Each line of the data below that contains "Could" must be copied.

++++ Records ++++

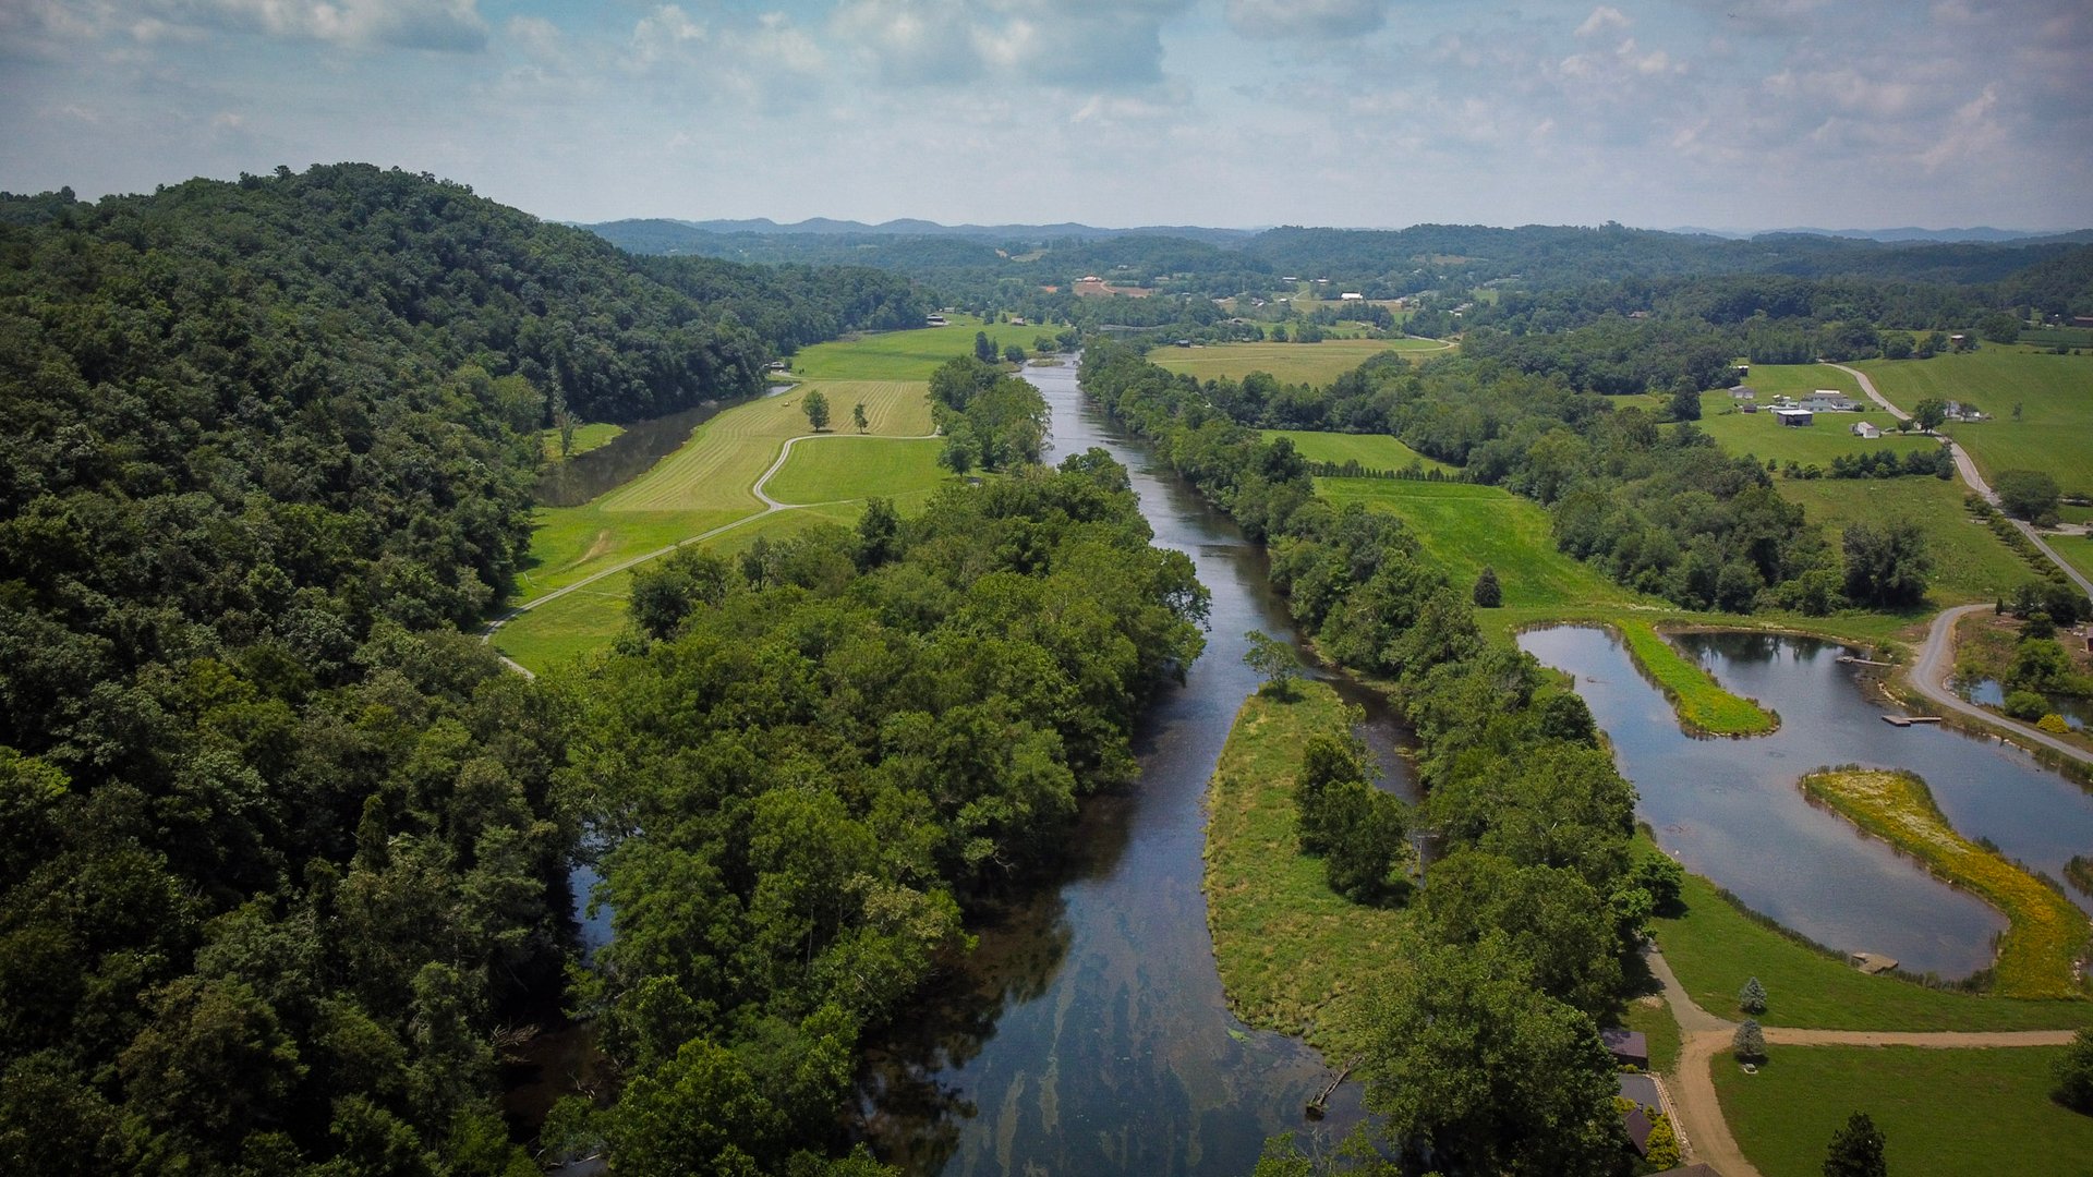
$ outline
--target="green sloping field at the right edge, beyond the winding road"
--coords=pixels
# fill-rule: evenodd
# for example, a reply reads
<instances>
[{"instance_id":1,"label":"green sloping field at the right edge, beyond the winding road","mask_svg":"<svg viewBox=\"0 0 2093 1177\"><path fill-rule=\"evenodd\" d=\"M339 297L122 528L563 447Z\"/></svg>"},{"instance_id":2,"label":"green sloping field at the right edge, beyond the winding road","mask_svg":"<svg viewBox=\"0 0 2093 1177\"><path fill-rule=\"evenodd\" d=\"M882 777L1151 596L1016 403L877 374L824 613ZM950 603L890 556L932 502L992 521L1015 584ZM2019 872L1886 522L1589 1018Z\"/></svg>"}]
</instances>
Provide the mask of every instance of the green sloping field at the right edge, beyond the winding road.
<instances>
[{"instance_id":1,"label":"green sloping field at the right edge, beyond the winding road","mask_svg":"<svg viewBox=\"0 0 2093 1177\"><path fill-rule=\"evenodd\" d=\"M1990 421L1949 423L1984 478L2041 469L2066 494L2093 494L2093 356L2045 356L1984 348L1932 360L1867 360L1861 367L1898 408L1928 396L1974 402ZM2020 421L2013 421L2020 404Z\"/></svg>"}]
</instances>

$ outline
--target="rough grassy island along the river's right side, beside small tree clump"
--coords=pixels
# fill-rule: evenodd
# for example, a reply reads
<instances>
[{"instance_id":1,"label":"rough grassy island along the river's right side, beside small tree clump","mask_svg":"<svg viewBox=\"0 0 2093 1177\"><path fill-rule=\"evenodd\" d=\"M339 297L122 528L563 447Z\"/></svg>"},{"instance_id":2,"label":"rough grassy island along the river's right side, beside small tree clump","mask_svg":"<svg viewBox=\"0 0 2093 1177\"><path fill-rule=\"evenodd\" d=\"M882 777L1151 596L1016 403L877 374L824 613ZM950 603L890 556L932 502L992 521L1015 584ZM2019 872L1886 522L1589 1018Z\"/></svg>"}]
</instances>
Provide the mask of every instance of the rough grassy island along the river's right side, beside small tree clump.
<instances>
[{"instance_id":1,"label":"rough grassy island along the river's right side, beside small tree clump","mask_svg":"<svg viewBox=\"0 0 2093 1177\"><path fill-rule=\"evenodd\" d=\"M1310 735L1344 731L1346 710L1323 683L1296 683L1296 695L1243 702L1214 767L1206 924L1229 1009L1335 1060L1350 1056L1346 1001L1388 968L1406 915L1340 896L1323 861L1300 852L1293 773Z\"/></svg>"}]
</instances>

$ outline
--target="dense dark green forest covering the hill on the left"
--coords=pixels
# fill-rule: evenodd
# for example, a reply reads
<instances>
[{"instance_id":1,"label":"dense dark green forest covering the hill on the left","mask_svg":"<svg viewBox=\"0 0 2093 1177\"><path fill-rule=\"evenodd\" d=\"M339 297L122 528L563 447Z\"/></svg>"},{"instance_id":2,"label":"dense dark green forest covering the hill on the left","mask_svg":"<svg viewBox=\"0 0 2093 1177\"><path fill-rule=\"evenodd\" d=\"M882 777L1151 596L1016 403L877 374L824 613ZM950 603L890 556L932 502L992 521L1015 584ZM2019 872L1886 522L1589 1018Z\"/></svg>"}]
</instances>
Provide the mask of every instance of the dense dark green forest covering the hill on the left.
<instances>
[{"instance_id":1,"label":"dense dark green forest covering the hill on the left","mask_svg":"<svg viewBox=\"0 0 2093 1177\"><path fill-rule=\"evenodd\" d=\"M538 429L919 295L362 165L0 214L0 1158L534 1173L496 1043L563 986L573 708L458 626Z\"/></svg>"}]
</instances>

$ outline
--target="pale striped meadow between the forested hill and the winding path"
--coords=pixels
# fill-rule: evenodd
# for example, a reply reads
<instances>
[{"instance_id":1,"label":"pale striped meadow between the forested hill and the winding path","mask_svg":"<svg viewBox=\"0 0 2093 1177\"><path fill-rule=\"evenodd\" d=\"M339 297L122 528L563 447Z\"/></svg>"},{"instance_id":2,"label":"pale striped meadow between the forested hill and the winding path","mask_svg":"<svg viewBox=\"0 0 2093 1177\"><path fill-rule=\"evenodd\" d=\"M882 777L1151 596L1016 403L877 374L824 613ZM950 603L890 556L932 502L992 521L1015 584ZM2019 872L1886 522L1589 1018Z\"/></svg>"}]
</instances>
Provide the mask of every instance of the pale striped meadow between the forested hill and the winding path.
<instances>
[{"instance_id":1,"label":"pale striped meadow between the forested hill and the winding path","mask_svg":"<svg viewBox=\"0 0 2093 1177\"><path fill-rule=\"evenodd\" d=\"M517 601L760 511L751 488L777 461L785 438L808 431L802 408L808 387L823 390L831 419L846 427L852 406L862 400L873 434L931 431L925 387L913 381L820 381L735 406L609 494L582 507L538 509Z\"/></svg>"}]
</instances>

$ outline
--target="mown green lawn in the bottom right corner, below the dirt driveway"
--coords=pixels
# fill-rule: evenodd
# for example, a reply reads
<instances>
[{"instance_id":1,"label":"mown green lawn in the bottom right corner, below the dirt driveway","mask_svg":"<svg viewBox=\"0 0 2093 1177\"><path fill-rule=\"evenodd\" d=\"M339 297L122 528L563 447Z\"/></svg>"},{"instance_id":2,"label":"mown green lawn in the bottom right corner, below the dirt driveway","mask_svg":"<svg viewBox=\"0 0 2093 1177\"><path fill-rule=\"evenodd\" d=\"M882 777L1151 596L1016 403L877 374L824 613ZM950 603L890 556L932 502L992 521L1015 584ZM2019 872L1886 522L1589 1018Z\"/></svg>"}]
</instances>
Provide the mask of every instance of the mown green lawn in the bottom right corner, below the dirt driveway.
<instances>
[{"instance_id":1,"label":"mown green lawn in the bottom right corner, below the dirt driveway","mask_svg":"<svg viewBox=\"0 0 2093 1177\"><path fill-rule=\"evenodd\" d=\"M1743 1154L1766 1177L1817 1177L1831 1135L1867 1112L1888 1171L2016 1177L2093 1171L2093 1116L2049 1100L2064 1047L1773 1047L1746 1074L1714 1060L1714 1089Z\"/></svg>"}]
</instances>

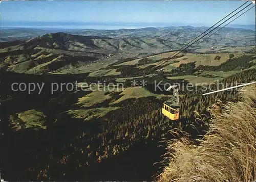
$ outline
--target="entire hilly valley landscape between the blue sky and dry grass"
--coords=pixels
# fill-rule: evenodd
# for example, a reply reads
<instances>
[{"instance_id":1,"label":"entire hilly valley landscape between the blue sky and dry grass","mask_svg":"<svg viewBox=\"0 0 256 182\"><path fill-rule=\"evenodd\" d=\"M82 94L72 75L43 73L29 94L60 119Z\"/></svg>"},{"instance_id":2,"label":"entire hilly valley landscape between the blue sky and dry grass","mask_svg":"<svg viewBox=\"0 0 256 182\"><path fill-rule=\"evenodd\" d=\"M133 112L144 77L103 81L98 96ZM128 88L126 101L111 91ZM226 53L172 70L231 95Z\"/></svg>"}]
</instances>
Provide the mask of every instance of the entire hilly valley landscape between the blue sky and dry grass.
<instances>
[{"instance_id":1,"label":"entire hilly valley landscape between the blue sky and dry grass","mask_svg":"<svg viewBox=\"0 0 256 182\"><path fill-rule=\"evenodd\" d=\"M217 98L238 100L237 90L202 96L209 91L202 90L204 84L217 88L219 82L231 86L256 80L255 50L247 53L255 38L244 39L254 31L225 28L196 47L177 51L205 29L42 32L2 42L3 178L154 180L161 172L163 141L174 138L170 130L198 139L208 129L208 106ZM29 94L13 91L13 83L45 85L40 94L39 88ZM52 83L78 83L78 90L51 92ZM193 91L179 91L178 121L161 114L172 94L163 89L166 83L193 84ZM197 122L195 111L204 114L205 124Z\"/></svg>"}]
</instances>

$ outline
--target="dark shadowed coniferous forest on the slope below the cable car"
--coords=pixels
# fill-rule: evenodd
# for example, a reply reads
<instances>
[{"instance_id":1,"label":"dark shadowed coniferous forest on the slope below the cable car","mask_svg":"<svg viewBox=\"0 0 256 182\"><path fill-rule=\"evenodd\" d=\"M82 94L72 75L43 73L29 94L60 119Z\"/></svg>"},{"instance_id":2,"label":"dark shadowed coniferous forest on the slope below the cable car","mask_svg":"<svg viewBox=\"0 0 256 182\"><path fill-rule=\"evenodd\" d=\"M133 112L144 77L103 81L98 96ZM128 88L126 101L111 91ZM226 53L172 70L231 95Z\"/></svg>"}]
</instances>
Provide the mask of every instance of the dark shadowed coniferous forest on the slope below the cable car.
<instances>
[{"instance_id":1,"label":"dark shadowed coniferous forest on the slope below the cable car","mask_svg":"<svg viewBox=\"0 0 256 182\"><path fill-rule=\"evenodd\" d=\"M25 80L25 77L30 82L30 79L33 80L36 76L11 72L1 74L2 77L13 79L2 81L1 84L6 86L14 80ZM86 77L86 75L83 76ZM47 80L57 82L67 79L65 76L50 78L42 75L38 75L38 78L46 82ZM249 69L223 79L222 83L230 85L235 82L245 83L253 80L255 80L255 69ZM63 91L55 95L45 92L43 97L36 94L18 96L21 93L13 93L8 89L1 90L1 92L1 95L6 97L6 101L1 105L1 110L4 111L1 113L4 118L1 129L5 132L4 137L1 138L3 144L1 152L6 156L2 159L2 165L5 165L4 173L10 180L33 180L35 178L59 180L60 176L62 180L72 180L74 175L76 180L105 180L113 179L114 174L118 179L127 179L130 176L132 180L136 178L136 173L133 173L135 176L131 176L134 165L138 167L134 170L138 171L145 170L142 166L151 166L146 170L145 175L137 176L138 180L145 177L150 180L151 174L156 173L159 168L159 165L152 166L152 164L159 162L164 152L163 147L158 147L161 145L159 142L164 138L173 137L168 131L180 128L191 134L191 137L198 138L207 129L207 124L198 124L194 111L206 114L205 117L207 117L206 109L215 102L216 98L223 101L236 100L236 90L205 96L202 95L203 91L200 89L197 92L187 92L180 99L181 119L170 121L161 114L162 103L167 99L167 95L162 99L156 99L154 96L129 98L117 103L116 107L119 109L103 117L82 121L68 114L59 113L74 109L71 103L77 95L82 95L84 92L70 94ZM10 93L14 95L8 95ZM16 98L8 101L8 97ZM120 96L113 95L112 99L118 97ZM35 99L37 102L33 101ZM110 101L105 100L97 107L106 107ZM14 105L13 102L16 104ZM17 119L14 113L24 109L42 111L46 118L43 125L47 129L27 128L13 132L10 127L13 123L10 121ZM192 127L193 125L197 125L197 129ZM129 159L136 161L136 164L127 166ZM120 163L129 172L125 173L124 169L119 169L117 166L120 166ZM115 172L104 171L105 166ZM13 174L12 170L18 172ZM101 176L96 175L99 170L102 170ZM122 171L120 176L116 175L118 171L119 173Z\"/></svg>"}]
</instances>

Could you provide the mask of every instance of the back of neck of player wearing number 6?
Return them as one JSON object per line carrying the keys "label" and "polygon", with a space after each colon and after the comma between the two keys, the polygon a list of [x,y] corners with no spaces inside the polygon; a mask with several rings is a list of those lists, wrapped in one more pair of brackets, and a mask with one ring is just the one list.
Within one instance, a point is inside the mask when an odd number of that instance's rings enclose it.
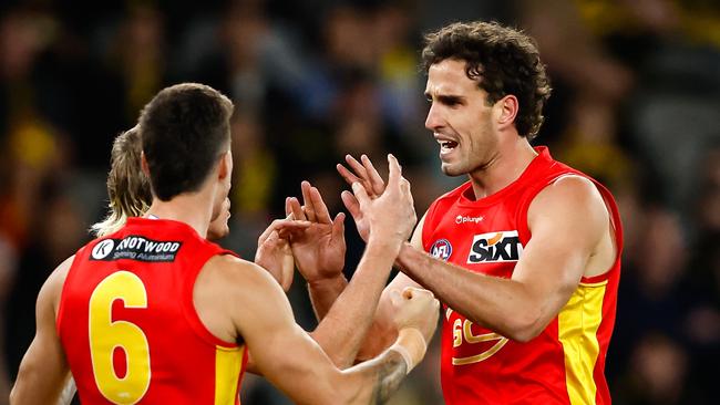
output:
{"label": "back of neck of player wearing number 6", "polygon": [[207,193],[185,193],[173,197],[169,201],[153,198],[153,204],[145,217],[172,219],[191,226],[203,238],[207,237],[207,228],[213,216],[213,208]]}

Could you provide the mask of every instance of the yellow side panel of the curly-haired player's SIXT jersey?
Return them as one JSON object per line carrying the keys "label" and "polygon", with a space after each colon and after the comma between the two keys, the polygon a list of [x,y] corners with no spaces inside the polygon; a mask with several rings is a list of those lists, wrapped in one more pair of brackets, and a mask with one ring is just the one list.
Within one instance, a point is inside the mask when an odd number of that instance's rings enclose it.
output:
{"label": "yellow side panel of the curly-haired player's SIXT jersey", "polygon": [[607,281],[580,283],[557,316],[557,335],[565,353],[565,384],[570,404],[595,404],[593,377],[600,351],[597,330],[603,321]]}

++++

Expected output
Could you provide the mask of every instance of the back of neck of player wearing number 6?
Could you provide the mask of every instance of the yellow side panel of the curly-haired player's SIXT jersey?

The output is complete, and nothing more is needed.